◆ MATERIAL FOR THIS TASK:
══════
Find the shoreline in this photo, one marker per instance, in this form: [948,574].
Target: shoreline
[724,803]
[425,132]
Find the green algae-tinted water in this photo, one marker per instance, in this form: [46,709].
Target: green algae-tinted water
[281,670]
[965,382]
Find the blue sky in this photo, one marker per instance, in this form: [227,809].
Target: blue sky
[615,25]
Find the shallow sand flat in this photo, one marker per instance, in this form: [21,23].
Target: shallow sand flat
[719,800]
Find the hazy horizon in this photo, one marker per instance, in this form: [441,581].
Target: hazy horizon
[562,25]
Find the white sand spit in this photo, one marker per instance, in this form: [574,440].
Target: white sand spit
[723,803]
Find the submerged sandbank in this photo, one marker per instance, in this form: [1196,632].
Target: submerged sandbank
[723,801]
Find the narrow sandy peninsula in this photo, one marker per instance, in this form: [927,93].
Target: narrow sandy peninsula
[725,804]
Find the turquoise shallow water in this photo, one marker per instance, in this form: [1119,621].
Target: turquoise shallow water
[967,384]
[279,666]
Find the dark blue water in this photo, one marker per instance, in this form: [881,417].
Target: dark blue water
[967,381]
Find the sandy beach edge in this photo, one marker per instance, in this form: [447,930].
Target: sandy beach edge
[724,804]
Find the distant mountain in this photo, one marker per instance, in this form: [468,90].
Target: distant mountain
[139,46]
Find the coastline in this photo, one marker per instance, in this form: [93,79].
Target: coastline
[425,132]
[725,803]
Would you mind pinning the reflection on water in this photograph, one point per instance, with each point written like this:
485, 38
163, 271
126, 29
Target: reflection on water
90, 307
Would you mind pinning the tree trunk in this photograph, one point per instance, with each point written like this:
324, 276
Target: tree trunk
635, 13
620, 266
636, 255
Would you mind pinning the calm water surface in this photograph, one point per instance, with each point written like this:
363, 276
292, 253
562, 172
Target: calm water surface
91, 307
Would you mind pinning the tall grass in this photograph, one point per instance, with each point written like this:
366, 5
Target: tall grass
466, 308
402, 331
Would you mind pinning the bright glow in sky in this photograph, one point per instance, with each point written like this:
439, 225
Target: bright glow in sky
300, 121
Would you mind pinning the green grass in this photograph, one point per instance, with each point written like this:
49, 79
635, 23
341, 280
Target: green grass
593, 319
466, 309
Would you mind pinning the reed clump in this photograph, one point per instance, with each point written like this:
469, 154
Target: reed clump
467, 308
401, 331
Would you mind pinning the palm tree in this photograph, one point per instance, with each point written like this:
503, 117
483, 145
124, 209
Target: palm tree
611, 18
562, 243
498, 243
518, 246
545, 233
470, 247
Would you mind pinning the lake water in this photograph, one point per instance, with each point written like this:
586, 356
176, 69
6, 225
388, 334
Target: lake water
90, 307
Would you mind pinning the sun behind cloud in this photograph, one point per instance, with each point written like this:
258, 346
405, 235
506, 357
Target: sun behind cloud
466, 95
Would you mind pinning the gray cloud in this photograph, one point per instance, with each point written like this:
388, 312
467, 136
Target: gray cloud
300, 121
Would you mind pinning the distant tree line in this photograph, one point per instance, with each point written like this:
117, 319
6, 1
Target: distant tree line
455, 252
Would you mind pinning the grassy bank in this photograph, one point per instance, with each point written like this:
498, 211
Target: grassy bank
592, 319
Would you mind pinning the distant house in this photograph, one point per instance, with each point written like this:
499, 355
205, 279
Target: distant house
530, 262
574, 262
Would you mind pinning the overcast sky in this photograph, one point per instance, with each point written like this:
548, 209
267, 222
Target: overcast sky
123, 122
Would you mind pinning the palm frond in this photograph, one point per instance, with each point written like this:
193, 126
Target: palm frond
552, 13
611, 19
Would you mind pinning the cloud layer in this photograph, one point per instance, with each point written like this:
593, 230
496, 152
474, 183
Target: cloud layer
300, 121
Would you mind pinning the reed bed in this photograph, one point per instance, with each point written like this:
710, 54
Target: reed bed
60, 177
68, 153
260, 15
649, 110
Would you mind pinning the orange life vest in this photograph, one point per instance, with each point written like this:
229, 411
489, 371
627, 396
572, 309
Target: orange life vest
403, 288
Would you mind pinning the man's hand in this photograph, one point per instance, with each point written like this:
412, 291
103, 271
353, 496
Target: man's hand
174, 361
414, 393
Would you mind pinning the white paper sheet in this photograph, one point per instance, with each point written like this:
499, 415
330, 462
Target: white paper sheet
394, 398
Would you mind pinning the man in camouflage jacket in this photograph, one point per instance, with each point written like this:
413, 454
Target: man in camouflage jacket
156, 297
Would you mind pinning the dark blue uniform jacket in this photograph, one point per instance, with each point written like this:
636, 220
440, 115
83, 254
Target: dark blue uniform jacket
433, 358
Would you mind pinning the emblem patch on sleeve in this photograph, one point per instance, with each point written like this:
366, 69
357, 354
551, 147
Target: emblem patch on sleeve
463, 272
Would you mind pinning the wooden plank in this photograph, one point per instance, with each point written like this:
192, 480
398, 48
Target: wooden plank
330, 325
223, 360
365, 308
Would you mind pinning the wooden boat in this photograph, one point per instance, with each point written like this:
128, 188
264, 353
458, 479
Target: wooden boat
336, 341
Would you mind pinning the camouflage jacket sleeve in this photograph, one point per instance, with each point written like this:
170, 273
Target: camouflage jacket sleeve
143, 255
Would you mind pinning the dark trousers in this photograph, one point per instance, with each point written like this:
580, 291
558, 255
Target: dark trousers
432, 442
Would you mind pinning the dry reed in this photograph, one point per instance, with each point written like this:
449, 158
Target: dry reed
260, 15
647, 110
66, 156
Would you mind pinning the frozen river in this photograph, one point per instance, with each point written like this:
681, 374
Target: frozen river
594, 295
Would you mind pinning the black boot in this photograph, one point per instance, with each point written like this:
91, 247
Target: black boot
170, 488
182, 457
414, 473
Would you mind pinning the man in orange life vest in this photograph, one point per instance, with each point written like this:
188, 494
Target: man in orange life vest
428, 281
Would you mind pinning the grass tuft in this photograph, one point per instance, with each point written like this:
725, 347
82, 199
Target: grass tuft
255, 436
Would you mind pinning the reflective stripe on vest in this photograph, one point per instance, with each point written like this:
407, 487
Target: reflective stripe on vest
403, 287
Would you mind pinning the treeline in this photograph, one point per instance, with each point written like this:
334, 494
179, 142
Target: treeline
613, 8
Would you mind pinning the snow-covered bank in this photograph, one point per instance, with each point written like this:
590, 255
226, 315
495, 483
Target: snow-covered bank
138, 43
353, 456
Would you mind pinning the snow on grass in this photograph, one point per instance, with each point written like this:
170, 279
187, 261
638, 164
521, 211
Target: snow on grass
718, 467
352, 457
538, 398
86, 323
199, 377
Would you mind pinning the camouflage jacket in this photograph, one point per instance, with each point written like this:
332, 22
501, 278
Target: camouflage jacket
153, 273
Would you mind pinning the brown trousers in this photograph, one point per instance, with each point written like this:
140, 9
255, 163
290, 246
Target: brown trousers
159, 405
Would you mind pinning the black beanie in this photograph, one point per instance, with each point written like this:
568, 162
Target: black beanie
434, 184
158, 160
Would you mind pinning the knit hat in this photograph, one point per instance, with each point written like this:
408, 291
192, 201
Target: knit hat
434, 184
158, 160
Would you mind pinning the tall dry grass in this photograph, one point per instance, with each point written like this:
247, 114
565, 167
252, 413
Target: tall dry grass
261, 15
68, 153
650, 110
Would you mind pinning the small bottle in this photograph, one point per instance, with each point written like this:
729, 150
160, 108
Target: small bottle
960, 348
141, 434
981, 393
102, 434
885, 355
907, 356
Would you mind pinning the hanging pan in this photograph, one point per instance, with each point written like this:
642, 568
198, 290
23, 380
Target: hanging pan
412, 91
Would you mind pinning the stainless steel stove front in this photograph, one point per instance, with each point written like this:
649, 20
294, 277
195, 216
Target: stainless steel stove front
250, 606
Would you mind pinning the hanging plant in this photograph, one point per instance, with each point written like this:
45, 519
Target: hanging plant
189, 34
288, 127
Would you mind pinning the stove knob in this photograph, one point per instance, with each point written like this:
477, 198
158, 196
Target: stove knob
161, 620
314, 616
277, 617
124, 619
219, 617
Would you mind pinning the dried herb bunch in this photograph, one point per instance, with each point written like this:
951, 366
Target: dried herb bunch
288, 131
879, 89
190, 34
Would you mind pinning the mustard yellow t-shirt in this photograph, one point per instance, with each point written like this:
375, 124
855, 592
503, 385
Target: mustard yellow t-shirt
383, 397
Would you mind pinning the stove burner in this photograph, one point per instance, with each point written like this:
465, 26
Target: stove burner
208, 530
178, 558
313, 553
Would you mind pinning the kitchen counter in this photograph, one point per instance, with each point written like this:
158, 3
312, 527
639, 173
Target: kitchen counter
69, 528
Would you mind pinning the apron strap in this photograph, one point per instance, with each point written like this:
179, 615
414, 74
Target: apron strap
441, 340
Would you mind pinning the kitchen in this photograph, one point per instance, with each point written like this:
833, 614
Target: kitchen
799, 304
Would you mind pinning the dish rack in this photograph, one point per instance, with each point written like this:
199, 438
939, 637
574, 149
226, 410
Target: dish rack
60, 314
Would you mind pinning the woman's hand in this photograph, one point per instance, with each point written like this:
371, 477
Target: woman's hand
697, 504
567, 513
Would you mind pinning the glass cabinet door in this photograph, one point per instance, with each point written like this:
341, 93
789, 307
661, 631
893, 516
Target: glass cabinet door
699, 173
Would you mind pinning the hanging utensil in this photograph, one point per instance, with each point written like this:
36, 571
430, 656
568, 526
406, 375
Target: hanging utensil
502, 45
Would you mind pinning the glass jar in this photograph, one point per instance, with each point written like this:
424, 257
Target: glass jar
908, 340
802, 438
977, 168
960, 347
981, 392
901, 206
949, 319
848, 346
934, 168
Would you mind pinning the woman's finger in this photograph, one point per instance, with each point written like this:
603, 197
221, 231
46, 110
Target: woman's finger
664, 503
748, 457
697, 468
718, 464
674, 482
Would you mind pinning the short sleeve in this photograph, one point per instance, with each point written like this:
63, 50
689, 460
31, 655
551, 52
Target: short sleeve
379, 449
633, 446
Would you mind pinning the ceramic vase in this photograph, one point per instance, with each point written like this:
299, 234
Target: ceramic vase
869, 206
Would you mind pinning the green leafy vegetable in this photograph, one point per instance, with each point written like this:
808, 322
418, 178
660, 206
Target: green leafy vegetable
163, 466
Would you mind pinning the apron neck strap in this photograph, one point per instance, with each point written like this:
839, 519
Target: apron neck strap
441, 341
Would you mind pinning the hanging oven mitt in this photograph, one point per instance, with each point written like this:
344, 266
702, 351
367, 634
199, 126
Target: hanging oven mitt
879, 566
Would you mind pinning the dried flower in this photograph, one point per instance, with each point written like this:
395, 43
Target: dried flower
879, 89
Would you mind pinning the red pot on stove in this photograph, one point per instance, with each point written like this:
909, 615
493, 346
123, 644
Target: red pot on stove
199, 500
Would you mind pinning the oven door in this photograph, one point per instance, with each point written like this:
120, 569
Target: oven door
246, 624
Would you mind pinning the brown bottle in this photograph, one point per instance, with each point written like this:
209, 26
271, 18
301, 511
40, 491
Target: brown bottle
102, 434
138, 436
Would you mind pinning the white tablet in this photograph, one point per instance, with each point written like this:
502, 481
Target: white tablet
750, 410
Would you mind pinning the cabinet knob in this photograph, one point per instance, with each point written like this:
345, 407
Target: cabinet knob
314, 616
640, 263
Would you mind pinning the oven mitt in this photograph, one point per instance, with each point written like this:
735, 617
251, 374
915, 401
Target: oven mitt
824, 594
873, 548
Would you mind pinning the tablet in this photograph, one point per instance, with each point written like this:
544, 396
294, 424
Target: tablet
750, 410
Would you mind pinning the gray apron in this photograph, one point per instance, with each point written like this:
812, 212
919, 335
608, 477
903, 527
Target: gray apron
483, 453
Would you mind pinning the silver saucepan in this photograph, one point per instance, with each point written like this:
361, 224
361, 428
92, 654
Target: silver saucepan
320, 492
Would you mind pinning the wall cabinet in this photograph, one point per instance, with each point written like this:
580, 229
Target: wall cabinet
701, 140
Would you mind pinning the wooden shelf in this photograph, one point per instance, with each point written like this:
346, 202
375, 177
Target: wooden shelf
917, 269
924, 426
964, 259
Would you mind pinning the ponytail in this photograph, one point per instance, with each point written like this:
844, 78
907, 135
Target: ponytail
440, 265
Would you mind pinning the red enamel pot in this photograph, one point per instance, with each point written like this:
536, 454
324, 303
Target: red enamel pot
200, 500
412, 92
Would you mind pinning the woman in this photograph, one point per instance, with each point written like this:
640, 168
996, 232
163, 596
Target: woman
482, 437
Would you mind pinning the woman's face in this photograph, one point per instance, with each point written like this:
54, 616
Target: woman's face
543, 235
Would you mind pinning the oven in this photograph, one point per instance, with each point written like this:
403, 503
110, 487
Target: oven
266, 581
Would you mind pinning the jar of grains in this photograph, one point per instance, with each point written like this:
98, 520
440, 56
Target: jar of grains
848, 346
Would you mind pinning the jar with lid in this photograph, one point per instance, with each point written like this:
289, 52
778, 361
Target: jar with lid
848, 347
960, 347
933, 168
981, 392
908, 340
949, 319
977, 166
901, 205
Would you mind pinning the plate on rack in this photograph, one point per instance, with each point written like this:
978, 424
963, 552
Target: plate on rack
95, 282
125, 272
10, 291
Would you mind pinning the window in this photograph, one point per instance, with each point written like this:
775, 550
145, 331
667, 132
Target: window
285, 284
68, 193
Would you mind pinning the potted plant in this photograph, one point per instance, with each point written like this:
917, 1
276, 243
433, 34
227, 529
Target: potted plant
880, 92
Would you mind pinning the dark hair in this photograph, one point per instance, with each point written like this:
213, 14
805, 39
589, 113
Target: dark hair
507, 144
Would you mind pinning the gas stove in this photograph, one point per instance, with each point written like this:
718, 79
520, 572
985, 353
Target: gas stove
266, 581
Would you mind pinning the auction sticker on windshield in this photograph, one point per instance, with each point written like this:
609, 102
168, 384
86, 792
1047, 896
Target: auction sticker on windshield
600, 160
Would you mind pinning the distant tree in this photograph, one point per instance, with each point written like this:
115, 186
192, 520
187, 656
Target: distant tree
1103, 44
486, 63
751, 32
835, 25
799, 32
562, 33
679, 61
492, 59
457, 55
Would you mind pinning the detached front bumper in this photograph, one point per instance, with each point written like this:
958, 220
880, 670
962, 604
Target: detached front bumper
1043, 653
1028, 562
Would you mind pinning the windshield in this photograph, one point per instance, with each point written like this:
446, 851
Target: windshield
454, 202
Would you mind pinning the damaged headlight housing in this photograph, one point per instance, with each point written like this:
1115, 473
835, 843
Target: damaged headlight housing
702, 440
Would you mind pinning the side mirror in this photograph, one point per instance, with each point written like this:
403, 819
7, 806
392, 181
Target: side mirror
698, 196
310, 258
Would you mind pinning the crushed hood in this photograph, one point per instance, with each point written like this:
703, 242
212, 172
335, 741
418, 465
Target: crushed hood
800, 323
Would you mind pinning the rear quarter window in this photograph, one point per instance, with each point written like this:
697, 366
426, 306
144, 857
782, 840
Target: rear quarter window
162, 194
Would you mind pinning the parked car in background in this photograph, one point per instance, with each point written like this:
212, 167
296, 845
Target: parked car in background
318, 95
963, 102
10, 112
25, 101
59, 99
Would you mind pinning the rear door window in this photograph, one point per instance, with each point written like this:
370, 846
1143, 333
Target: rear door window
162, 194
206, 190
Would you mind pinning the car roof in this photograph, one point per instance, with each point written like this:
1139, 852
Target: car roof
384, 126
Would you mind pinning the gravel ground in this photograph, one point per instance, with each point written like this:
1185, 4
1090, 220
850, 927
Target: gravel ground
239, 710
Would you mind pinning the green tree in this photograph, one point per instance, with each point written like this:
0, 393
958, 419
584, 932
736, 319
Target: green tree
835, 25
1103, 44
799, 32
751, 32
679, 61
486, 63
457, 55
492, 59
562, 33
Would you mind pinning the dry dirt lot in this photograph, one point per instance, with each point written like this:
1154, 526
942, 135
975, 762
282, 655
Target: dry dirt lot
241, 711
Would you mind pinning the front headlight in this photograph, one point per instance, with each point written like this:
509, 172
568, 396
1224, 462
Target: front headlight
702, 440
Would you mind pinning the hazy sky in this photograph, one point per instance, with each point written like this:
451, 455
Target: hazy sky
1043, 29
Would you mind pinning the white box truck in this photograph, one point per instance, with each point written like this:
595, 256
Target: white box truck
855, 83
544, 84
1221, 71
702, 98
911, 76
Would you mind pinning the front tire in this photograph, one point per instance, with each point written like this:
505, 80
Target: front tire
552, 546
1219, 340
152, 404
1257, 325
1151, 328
══════
◆ WHAT THE EXERCISE ASKS: Reproduce the items above word for word, starting at the line that contains "Would you mind pinning the rear quarter" and ending at the final line of the items.

◆ SOLUTION FOR THIS EXERCISE:
Would you mind pinning the rear quarter window in this photograph, one point per instance, with each point written like this:
697, 366
426, 306
144, 857
782, 840
Target: rear quarter window
162, 194
Would you mind pinning the parked car in background in this photograph, one point per instance, with each point written like this:
212, 167
296, 845
Target: parked car in background
318, 95
963, 102
10, 112
25, 101
59, 99
Would you mind pinning the rear door window in this photograph, one point per instance, with each point written like this:
370, 846
1143, 333
Target: rear door window
162, 194
206, 190
Would you mind pinning the car roof in this photograph, one point per instance, with each point written like this:
1139, 852
Target: car roof
384, 126
Would you mind pinning the gravel ground in this photograph, one point per instance, with each point written like this:
1185, 4
1090, 220
850, 927
Target: gravel ground
239, 710
Would you mind pinning the green tree in this photograph, one point per instance, with each point written like this:
0, 393
958, 419
584, 932
736, 319
Target: green tree
835, 25
1103, 44
799, 32
751, 32
679, 61
486, 63
457, 55
492, 59
562, 33
Would you mind pinning the dry dirt lot in this photograph, one point per instance, with each point written like this:
1154, 526
942, 135
975, 762
282, 655
Target: dry dirt lot
241, 711
Would you mind pinning the front headlight in this photograph, one point per instance, with each point written like this:
509, 172
568, 396
1224, 462
Target: front headlight
702, 440
Would you mind pinning the hazy sky in this photograph, one point per instance, with each point written like this:
451, 455
Target: hazy sky
1043, 29
Would you mind pinning the white box truck in this photograph, one point per instance, with each point written like this:
595, 256
Target: white box truck
855, 83
544, 84
1221, 71
702, 98
911, 76
Would you mind pinning the front tire in this photograph, one point per instance, with each point written like this:
505, 80
Target: front tire
552, 546
1219, 340
152, 404
1257, 325
1151, 328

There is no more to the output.